Records shown =
_ _ _ _

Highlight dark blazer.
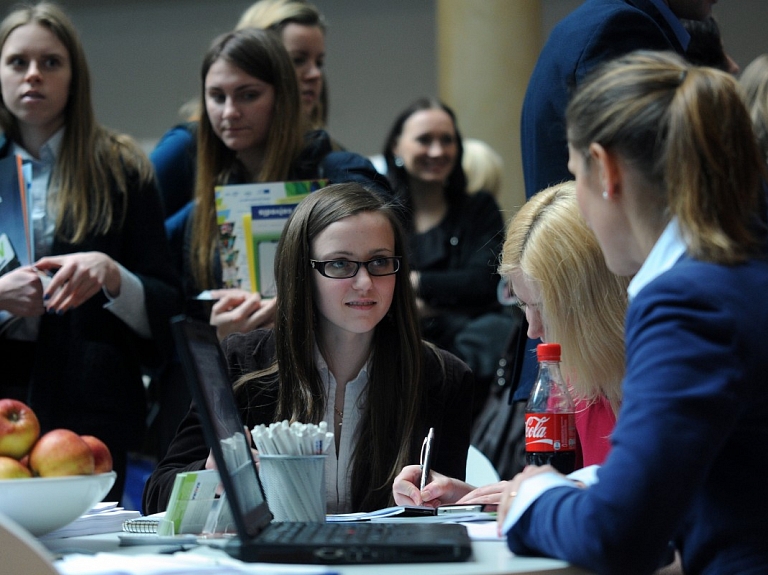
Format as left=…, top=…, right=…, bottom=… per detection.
left=521, top=0, right=686, bottom=200
left=143, top=328, right=474, bottom=515
left=0, top=135, right=182, bottom=497
left=506, top=253, right=768, bottom=574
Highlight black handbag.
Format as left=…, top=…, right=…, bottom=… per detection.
left=469, top=307, right=529, bottom=480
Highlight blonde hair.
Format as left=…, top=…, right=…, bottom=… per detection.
left=500, top=182, right=627, bottom=413
left=0, top=2, right=152, bottom=243
left=236, top=0, right=326, bottom=128
left=567, top=50, right=766, bottom=265
left=740, top=54, right=768, bottom=163
left=462, top=138, right=503, bottom=197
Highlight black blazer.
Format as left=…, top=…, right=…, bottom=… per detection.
left=0, top=136, right=183, bottom=455
left=143, top=329, right=474, bottom=515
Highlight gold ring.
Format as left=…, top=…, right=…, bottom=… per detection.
left=509, top=491, right=517, bottom=498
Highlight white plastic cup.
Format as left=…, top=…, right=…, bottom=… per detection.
left=258, top=455, right=326, bottom=522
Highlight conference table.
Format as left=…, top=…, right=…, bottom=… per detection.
left=41, top=531, right=592, bottom=575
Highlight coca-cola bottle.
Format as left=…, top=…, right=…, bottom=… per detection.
left=524, top=342, right=577, bottom=474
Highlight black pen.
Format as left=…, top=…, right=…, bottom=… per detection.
left=419, top=427, right=435, bottom=491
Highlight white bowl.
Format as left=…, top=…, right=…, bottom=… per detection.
left=0, top=472, right=116, bottom=536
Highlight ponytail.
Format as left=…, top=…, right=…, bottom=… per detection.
left=567, top=50, right=766, bottom=265
left=666, top=67, right=765, bottom=263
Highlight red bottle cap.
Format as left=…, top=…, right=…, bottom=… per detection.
left=537, top=343, right=561, bottom=362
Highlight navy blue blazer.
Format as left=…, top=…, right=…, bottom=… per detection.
left=506, top=252, right=768, bottom=574
left=521, top=0, right=685, bottom=200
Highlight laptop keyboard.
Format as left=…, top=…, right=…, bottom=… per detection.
left=259, top=521, right=401, bottom=545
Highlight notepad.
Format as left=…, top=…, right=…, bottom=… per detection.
left=122, top=469, right=220, bottom=535
left=122, top=512, right=165, bottom=534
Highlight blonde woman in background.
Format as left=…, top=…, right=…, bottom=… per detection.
left=740, top=54, right=768, bottom=162
left=236, top=0, right=329, bottom=133
left=462, top=138, right=503, bottom=198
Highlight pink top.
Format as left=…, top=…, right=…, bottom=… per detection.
left=574, top=396, right=616, bottom=467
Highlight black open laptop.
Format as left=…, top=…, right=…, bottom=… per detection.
left=170, top=315, right=473, bottom=565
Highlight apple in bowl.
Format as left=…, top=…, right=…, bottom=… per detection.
left=0, top=399, right=40, bottom=459
left=0, top=455, right=32, bottom=479
left=29, top=429, right=95, bottom=477
left=80, top=435, right=113, bottom=474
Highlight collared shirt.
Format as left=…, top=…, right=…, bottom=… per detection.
left=648, top=0, right=691, bottom=51
left=13, top=129, right=63, bottom=260
left=502, top=219, right=688, bottom=535
left=2, top=131, right=151, bottom=340
left=314, top=344, right=369, bottom=514
left=627, top=218, right=688, bottom=301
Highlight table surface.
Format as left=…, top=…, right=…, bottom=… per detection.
left=41, top=532, right=591, bottom=575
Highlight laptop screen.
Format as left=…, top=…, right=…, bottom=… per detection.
left=171, top=315, right=273, bottom=539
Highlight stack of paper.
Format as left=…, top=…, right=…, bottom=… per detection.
left=39, top=502, right=140, bottom=539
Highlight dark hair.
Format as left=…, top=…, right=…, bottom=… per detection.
left=382, top=97, right=467, bottom=227
left=191, top=27, right=305, bottom=289
left=567, top=50, right=766, bottom=264
left=237, top=183, right=430, bottom=510
left=682, top=17, right=731, bottom=72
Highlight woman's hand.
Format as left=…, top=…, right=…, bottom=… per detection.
left=392, top=464, right=474, bottom=508
left=209, top=289, right=276, bottom=341
left=496, top=465, right=559, bottom=536
left=35, top=252, right=121, bottom=313
left=0, top=266, right=46, bottom=316
left=455, top=480, right=510, bottom=506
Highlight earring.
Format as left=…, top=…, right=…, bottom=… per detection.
left=394, top=156, right=404, bottom=167
left=602, top=190, right=609, bottom=200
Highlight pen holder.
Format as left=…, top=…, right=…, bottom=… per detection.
left=258, top=455, right=326, bottom=523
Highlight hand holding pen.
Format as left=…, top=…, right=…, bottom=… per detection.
left=420, top=427, right=435, bottom=491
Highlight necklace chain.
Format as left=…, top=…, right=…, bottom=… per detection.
left=334, top=406, right=343, bottom=427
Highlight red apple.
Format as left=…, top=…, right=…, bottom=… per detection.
left=0, top=455, right=32, bottom=479
left=29, top=429, right=95, bottom=477
left=80, top=435, right=113, bottom=473
left=0, top=399, right=40, bottom=459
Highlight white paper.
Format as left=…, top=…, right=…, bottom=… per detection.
left=55, top=549, right=337, bottom=575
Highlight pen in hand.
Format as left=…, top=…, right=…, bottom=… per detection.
left=419, top=427, right=435, bottom=491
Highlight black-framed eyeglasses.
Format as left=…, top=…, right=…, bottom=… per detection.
left=309, top=257, right=401, bottom=279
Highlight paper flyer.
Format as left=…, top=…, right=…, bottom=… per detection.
left=215, top=180, right=326, bottom=293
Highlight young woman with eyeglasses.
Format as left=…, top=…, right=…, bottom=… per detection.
left=144, top=183, right=474, bottom=515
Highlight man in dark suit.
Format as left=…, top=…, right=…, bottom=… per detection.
left=521, top=0, right=715, bottom=202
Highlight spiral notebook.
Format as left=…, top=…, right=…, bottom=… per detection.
left=122, top=513, right=163, bottom=534
left=170, top=315, right=472, bottom=565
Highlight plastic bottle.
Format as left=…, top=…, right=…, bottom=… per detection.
left=524, top=342, right=577, bottom=474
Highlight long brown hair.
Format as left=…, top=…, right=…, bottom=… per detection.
left=236, top=183, right=429, bottom=510
left=0, top=2, right=152, bottom=243
left=191, top=27, right=305, bottom=289
left=567, top=50, right=767, bottom=265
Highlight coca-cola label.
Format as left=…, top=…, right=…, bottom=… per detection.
left=525, top=412, right=577, bottom=453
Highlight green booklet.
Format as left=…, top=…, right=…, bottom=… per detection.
left=159, top=469, right=220, bottom=535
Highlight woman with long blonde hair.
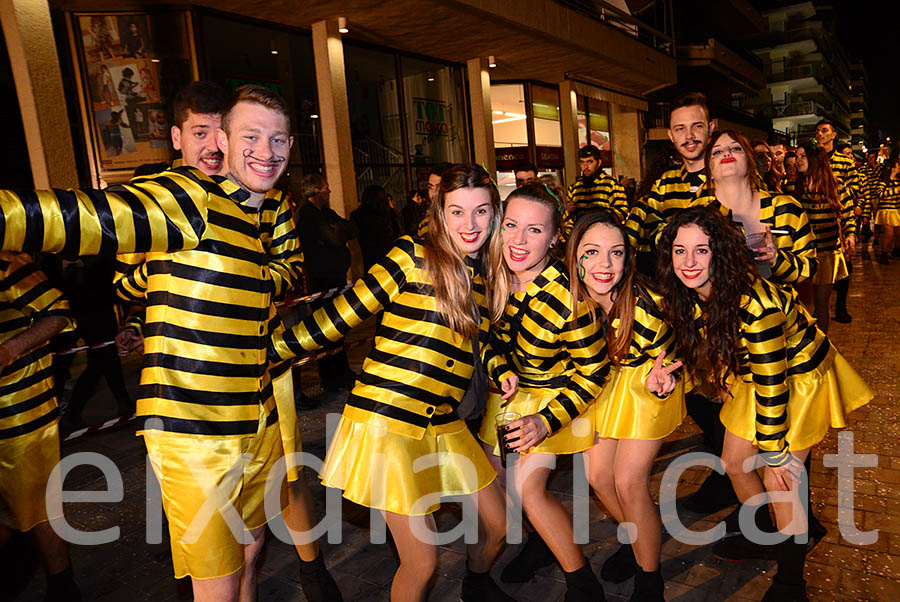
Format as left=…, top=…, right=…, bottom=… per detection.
left=271, top=164, right=518, bottom=602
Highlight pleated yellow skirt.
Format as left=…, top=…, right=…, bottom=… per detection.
left=719, top=349, right=872, bottom=451
left=875, top=209, right=900, bottom=226
left=593, top=365, right=687, bottom=440
left=478, top=387, right=595, bottom=455
left=320, top=413, right=496, bottom=516
left=811, top=249, right=849, bottom=285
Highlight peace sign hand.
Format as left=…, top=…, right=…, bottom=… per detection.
left=645, top=351, right=683, bottom=397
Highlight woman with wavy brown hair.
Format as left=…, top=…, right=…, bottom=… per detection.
left=271, top=164, right=518, bottom=602
left=657, top=206, right=871, bottom=602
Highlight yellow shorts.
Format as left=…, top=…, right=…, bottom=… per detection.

_ _ _ _

Task details =
Any images must be left out; transcribe the rest of the material exactly.

Your response =
Highlight dark blazer.
Format as left=…, top=…, right=…, bottom=… per detection.
left=521, top=0, right=686, bottom=200
left=143, top=328, right=474, bottom=515
left=0, top=135, right=182, bottom=497
left=506, top=253, right=768, bottom=574
Highlight black handbag.
Format as left=…, top=…, right=…, bottom=… per detection.
left=469, top=307, right=529, bottom=480
Highlight blonde hair.
Format as left=…, top=…, right=…, bottom=… per detection.
left=500, top=182, right=627, bottom=413
left=0, top=2, right=152, bottom=243
left=236, top=0, right=326, bottom=128
left=567, top=50, right=766, bottom=265
left=740, top=54, right=768, bottom=163
left=462, top=138, right=503, bottom=197
Highlight black blazer.
Format as left=…, top=…, right=…, bottom=… per detection.
left=0, top=136, right=183, bottom=455
left=143, top=329, right=474, bottom=515
Highlight gold ring.
Format as left=…, top=…, right=…, bottom=… per detection.
left=509, top=491, right=517, bottom=498
Highlight white plastic cup.
Format as left=…, top=…, right=…, bottom=… per detection.
left=258, top=455, right=326, bottom=522
Highlight conference table.
Format as left=…, top=…, right=…, bottom=… per detection.
left=41, top=531, right=592, bottom=575
Highlight coca-cola bottle.
Format as left=…, top=…, right=…, bottom=… per detection.
left=524, top=342, right=577, bottom=474
Highlight black pen.
Format as left=…, top=…, right=…, bottom=… per detection.
left=419, top=427, right=435, bottom=491
Highlight white bowl.
Format as left=…, top=…, right=…, bottom=… per detection.
left=0, top=472, right=116, bottom=536
Highlight ponytail.
Format as left=…, top=…, right=…, bottom=… per detection.
left=567, top=50, right=766, bottom=265
left=666, top=67, right=765, bottom=263
Highlight red bottle cap.
Format as left=…, top=…, right=…, bottom=… per detection.
left=537, top=343, right=561, bottom=362
Highlight navy blue blazer.
Format as left=…, top=…, right=…, bottom=… per detection.
left=506, top=252, right=768, bottom=574
left=521, top=0, right=685, bottom=200
Highlight laptop keyboard.
Format as left=…, top=…, right=…, bottom=… per detection.
left=259, top=521, right=401, bottom=545
Highlight notepad.
Format as left=…, top=…, right=…, bottom=… per detection.
left=122, top=469, right=220, bottom=535
left=122, top=512, right=165, bottom=534
Highlight blonde woman in background.
Format as left=…, top=…, right=…, bottom=… per detection.
left=740, top=54, right=768, bottom=162
left=236, top=0, right=329, bottom=133
left=462, top=138, right=503, bottom=198
Highlight pink top.
Format as left=…, top=…, right=…, bottom=… per detection.
left=574, top=396, right=616, bottom=467
Highlight black open laptop.
Format as left=…, top=…, right=…, bottom=… per detection.
left=170, top=315, right=473, bottom=565
Highlight apple in bowl.
Format as left=…, top=…, right=…, bottom=… per detection.
left=0, top=399, right=40, bottom=459
left=0, top=455, right=32, bottom=479
left=29, top=429, right=95, bottom=477
left=80, top=435, right=113, bottom=474
Highlight collared shirt.
Format as left=…, top=…, right=…, bottom=… per detection.
left=648, top=0, right=691, bottom=51
left=13, top=129, right=63, bottom=260
left=502, top=219, right=688, bottom=535
left=2, top=131, right=151, bottom=340
left=314, top=344, right=369, bottom=514
left=627, top=218, right=688, bottom=301
Highlight table surface.
Format as left=…, top=…, right=…, bottom=… per detection.
left=41, top=532, right=591, bottom=575
Highlight laptop screen.
Format as left=…, top=…, right=…, bottom=… per detection.
left=171, top=315, right=273, bottom=539
Highlight stack of paper.
Format as left=…, top=…, right=…, bottom=… per detection.
left=39, top=502, right=140, bottom=539
Highlight dark hair.
Format as left=…, top=…, right=…, bottom=… per detection.
left=382, top=97, right=467, bottom=227
left=191, top=27, right=305, bottom=289
left=567, top=50, right=766, bottom=264
left=237, top=183, right=430, bottom=510
left=682, top=17, right=731, bottom=72
Highlight woman's hand.
Format as left=…, top=…, right=…, bottom=… per detection.
left=392, top=464, right=474, bottom=508
left=209, top=289, right=276, bottom=341
left=496, top=465, right=559, bottom=536
left=35, top=252, right=121, bottom=313
left=0, top=266, right=46, bottom=316
left=455, top=480, right=510, bottom=506
Highlight earring.
Format as left=…, top=…, right=…, bottom=… per detection.
left=394, top=156, right=404, bottom=167
left=602, top=190, right=609, bottom=200
Highlight pen holder.
Format as left=…, top=…, right=…, bottom=… per detection.
left=258, top=455, right=326, bottom=523
Highlight hand holding pen.
Format as left=…, top=…, right=…, bottom=… per detection.
left=420, top=427, right=435, bottom=491
Highlight necklace chain.
Format as left=…, top=…, right=…, bottom=… per detection.
left=334, top=406, right=343, bottom=427
Highlight red apple.
Format as left=…, top=…, right=…, bottom=… per detection.
left=0, top=455, right=32, bottom=479
left=29, top=429, right=95, bottom=477
left=80, top=435, right=113, bottom=473
left=0, top=399, right=40, bottom=459
Highlight white paper.
Format as left=…, top=…, right=…, bottom=… per detection.
left=55, top=549, right=337, bottom=575
Highlight pen in hand.
Format as left=…, top=…, right=…, bottom=… per detection.
left=419, top=427, right=435, bottom=491
Highlight black-framed eyeglasses.
Format as left=…, top=…, right=…, bottom=… per detection.
left=309, top=257, right=401, bottom=279
Highlight paper flyer.
Format as left=…, top=…, right=…, bottom=… per detection.
left=215, top=180, right=326, bottom=293
Highlight young woman with eyeglasses.
Format as left=…, top=…, right=…, bottom=… per detection.
left=144, top=183, right=474, bottom=515
Highlight man in dark suit.
Format as left=…, top=…, right=…, bottom=… per detection.
left=521, top=0, right=715, bottom=202
Highlight spiral notebook.
Format as left=…, top=…, right=…, bottom=… per detection.
left=122, top=513, right=163, bottom=534
left=170, top=315, right=472, bottom=565
Highlight plastic bottle.
Format as left=…, top=…, right=…, bottom=… per detection.
left=524, top=342, right=577, bottom=474
Highlight long brown hair.
Format as left=…, top=…, right=…, bottom=… per detection.
left=236, top=183, right=429, bottom=510
left=0, top=2, right=152, bottom=243
left=191, top=27, right=305, bottom=289
left=567, top=50, right=767, bottom=265
Highlight coca-cola label.
Format as left=…, top=…, right=…, bottom=… per detection.
left=525, top=412, right=577, bottom=453
Highlight green booklet.
Format as left=…, top=…, right=…, bottom=… per detection.
left=159, top=469, right=220, bottom=535
Highlight woman with long blonde hair.
Format as left=…, top=…, right=…, bottom=… per detection.
left=271, top=164, right=518, bottom=602
Highlight pleated yellow skirt.
Format as left=…, top=…, right=…, bottom=… per detection.
left=719, top=349, right=872, bottom=451
left=875, top=209, right=900, bottom=226
left=593, top=365, right=687, bottom=440
left=478, top=387, right=595, bottom=455
left=320, top=413, right=496, bottom=516
left=811, top=249, right=849, bottom=285
Highlight peace sign hand.
Format as left=…, top=…, right=…, bottom=… per detection.
left=645, top=351, right=683, bottom=397
Highlight woman with wavy brown hair.
Format as left=…, top=…, right=…, bottom=… per detection.
left=271, top=164, right=518, bottom=602
left=657, top=206, right=871, bottom=602
Highlight yellow shorts.
Format as left=…, top=…, right=…, bottom=… per detection.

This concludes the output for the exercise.